Anyway, the whole day involved food, going na gosti, more food, and lots and lots of talking (which I was left to translate, except when Oktai told me to shut up and he acted it out for himself. I now realize how I survived in that house before I could utter a single word.)

Unfortunately, we had a bus to catch. Ati and Oktai dropped us at the bus station, and proceeded to follow the bus to the edge of town, waving. I really need to get back there soon.

By 10 we were in Yambol, dear Rosie and lifesaving Nikolai got us from the bus station in a station wagon, and we ended the day at home in Straldja.

The following days included me teaching, mom and Aunt Kay teaching, and na gostis at Rosie's, Nikolai's restaraunt, and Binka's restaraunt. Actually, the most consistant theme in the week was food.

I took them exploring in the town, and to the Black Sea. I took them to my apartment to play on the internet, and I took them to Sliven for an afternoon. They got me a coffee maker and then used it to make American-style coffee for themselves (Aunt Kay was not in love with the Bulgarian variation of the beverage.)

◆ RAW DATA:
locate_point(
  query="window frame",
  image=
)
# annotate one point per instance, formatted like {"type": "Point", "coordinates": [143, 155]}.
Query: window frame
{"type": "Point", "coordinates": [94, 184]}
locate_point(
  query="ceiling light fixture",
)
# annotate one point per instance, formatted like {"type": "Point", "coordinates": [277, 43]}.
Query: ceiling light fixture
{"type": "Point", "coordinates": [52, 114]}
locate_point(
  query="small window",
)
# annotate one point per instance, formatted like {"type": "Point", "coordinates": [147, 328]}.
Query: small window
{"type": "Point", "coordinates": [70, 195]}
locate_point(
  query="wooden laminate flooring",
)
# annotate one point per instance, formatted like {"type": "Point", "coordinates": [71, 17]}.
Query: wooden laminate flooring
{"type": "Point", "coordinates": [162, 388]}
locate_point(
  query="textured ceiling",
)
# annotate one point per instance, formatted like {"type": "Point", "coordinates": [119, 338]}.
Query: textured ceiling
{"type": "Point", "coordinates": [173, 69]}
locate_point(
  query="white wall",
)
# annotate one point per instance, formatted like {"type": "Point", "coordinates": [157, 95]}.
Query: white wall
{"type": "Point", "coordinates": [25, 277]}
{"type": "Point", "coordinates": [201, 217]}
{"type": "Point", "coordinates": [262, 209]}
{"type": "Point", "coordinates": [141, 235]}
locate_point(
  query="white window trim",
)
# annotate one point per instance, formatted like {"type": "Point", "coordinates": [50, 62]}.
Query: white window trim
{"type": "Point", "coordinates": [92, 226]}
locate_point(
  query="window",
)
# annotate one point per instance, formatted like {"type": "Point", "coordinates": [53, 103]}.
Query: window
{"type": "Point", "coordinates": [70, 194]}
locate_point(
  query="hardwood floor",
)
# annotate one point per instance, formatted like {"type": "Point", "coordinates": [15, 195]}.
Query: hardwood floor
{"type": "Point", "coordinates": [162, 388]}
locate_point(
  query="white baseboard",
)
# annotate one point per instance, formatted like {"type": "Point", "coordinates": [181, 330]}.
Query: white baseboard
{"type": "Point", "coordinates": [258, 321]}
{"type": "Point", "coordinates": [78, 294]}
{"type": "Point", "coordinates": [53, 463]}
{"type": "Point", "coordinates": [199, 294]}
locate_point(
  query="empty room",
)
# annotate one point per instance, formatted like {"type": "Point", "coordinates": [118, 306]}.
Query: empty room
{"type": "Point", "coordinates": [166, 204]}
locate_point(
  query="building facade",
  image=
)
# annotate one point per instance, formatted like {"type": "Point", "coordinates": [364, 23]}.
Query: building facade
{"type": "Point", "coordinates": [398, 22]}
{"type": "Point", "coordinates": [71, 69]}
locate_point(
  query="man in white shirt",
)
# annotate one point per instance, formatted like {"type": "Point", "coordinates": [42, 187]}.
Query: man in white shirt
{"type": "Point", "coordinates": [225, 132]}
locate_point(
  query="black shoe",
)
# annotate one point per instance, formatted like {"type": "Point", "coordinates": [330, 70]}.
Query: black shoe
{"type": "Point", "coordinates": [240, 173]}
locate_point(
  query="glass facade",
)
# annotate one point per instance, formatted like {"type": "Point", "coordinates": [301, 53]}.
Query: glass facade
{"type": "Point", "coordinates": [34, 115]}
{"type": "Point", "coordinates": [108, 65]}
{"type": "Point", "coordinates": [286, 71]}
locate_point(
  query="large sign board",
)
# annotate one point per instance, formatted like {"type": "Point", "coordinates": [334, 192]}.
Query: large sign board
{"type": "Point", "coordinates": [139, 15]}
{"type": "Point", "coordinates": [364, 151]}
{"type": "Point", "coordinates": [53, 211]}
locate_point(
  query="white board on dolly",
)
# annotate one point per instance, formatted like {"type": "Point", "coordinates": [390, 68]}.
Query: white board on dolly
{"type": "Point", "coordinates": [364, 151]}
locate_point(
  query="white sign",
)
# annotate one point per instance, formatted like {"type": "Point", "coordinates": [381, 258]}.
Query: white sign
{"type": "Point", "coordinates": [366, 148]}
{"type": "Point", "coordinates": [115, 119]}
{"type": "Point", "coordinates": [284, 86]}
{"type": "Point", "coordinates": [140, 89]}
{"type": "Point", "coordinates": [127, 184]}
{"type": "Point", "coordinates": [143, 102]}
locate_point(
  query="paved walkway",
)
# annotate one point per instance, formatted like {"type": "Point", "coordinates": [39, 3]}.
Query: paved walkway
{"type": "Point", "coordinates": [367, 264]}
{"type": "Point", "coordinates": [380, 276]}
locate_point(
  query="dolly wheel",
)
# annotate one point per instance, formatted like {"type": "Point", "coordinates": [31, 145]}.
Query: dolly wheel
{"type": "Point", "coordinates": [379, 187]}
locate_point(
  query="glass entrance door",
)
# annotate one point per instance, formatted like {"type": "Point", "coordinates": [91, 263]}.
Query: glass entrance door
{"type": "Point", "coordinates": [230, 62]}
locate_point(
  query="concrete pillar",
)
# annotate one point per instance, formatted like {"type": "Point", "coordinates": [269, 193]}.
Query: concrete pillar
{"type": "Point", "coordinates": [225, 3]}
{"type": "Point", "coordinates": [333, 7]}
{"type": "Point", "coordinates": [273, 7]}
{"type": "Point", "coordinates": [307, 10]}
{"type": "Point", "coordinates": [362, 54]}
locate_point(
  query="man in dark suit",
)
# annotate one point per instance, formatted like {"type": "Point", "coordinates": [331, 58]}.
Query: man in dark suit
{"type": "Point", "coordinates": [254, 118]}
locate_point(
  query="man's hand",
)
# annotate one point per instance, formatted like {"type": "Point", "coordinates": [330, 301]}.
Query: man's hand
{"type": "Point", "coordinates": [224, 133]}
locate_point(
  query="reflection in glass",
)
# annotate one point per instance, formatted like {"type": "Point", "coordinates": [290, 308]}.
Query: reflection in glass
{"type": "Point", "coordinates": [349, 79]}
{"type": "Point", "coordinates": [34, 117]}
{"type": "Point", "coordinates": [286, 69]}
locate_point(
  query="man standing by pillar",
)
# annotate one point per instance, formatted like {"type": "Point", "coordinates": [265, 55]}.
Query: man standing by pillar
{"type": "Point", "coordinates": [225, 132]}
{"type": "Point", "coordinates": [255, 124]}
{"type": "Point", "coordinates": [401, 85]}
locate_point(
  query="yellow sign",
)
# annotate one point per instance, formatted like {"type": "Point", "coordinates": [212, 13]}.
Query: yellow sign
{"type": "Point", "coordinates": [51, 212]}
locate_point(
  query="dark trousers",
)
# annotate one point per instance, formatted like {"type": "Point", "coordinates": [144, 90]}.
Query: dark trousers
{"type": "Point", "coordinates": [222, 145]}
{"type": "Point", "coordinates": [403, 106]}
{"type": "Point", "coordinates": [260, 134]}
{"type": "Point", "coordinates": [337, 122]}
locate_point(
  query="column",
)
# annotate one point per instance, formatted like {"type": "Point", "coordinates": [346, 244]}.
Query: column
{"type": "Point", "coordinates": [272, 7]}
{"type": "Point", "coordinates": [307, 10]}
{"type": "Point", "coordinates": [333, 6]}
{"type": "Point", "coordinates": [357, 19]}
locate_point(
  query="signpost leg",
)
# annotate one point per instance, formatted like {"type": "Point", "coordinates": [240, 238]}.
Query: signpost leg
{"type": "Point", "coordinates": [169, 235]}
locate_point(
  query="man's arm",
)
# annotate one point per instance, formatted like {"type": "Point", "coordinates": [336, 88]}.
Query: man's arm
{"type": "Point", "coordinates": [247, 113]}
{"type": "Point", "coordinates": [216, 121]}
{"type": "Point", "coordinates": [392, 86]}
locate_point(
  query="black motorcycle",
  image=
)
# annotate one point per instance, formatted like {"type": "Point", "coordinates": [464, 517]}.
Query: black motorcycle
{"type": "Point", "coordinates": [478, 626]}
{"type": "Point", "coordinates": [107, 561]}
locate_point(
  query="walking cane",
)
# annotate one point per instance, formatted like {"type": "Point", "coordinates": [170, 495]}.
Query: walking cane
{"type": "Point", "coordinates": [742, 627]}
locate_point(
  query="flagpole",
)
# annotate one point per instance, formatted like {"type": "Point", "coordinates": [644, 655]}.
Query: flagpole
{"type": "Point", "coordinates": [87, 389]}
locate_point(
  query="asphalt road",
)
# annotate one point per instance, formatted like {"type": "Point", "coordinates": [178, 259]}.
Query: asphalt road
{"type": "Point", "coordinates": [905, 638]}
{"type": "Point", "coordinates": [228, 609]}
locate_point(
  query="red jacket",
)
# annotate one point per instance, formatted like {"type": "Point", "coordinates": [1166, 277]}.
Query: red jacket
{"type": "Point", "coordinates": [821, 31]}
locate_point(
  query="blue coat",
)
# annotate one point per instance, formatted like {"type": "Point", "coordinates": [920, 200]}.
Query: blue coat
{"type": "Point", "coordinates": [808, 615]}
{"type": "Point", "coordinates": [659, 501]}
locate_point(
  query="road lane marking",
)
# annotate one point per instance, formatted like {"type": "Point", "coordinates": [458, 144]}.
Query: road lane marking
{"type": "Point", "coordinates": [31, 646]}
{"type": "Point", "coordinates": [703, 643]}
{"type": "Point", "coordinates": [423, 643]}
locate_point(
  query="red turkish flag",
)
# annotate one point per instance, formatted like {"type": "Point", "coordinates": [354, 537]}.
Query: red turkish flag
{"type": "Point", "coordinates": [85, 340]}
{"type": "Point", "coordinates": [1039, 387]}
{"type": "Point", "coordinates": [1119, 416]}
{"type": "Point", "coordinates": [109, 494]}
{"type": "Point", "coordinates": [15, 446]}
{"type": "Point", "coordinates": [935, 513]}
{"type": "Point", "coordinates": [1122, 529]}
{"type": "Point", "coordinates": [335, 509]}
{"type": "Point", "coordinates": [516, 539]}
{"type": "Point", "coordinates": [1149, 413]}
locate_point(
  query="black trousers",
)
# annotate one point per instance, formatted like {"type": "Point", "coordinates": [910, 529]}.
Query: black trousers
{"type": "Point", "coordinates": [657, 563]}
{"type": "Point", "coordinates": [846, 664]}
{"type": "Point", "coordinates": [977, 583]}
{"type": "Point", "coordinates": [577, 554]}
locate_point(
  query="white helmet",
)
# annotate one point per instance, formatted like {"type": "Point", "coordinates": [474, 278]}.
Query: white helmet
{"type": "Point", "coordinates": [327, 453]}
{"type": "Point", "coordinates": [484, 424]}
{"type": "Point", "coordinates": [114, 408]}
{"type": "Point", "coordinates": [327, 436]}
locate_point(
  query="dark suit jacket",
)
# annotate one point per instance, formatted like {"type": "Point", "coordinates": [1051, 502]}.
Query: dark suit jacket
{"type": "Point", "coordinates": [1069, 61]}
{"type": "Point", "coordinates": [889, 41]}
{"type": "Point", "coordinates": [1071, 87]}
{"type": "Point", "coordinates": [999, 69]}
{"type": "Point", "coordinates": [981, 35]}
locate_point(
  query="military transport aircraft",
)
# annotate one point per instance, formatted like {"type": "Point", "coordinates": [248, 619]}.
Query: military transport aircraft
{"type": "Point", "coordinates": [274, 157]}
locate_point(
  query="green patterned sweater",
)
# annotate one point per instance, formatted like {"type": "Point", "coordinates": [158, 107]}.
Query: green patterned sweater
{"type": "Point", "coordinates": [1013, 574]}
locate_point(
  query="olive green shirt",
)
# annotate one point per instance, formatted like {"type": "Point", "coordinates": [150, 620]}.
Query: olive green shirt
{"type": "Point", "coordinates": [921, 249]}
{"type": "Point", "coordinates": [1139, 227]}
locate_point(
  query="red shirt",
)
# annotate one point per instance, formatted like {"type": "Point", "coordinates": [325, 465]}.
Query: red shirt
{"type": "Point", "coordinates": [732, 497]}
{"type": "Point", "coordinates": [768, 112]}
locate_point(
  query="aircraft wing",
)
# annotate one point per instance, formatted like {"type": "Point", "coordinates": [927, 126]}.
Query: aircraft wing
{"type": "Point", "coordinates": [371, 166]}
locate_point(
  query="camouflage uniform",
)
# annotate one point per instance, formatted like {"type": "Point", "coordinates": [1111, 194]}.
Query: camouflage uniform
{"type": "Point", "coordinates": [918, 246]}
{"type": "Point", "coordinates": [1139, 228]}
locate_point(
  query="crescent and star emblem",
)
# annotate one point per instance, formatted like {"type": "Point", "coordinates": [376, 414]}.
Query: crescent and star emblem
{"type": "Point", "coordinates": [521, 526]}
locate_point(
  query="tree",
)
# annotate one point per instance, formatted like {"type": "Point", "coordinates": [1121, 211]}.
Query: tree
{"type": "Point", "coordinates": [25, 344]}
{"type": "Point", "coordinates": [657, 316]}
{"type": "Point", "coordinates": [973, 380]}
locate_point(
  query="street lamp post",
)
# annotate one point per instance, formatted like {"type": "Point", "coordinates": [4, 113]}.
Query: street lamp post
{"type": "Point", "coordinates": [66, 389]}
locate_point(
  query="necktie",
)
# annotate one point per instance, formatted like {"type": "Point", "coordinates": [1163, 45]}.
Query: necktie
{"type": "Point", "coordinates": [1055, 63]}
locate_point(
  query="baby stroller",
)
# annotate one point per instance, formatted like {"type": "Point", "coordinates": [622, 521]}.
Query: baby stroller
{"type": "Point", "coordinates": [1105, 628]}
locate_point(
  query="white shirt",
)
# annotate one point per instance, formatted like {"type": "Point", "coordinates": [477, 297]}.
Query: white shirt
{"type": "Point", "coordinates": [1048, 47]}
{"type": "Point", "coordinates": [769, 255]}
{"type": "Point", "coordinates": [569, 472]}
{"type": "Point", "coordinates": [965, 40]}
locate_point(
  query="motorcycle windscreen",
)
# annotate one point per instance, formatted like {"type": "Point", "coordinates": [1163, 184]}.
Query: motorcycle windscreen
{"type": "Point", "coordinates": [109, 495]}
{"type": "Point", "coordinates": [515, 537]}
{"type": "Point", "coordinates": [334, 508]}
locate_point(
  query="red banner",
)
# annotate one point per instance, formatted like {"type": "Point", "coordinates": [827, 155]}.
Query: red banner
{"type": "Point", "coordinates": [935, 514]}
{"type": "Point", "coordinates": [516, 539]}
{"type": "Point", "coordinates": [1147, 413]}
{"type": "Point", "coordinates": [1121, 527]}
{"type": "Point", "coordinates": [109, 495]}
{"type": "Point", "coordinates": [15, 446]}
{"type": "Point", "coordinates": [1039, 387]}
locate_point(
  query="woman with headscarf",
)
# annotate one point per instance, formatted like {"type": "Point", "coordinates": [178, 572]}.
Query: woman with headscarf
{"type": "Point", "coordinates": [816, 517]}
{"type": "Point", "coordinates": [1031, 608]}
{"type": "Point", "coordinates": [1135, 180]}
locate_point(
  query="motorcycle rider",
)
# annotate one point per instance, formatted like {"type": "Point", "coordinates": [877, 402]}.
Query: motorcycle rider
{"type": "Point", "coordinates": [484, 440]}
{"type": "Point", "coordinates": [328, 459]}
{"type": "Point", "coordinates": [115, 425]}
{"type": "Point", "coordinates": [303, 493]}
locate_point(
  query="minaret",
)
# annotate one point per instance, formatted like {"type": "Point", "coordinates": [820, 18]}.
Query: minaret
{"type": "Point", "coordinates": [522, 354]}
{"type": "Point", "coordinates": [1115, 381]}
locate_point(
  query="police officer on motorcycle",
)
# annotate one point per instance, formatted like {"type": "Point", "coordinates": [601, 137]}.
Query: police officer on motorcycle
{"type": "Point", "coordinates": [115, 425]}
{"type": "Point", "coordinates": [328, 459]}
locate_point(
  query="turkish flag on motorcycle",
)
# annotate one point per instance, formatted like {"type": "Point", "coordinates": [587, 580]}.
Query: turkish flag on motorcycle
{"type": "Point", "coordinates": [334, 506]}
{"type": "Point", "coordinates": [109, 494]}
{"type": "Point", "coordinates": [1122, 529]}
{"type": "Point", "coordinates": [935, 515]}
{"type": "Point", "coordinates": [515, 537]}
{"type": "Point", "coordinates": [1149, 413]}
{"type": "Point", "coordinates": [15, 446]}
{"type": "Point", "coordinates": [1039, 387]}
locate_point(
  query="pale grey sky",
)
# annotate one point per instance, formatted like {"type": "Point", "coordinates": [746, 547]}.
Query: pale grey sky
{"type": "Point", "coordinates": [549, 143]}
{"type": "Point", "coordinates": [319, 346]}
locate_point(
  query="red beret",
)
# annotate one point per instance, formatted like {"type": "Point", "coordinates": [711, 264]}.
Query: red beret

◆ SET OF TASKS:
1) Answer these from the Bulgaria visit passage, please:
(a) Who dropped the group off at the bus station?
(b) In which town were they by 10?
(c) What did the visitors buy for the writer?
2) Sum up the Bulgaria visit passage in two sentences.
3) Supply what comes next in the Bulgaria visit passage, starting after its final sentence.

◆ RESPONSES TO THE TASKS:
1)
(a) Ati and Oktai
(b) Yambol
(c) A coffee maker

2) After a day of food, visits, and talking, the writer, mom, and Aunt Kay caught a bus while Ati and Oktai followed it to the edge of town, and Rosie and Nikolai met them in Yambol before they ended the day at home in Straldja. The following days were full of teaching, visits, and above all food, with trips around town, to the Black Sea, and to Sliven, and the visitors bought the writer a coffee maker to make American-style coffee.

3)
On Friday, after school, we took a train back to Sofia and Ivcho again met us and took us to yet another very traditional Bulgarian meal. Our hotel was nice, if not slightly sterile (though with down comforters, I don't think I can complain much.) Sunday was a trip to the Rila Monastery, my first time, and we really dug the fresh mountain air. In the evening I took them to sites in the center of the city, and they packed for their trip home.

When 5:15 a.m. came, we loaded into a taxi (yes, we finally fit in one!) and headed to the airport. After a short goodbye, they went through the security checkpoint and I got in another cab to go back to the hotel, where I slept a little more and then checked out.

I passed the day as I usually do in Sofia--sitting at some cafe, emailing in the Peace Corps office, etc. I took the 3:30 p.m. bus home, and here I have been since.

Today was a typical Monday with the added work of an observation by my PC boss and several meetings about his observations. Now I am relaxing and readjusting to my "normal life" here.

Tuesday, October 11, 2005

Learning by going

So, I am currently reading Dreamcatcher by Stephen King, and in it he quoted one of my favortie poems by Theodore Roethke, the most pertinent part being the last line "I learn by going where I have to go."

Though I am a literary purist and do not generally appreciate people taking bits of poems to reflect meaning (the whole poem reflects the meaning, I tell you!), I realized how much my current life is reflected in that one, single line.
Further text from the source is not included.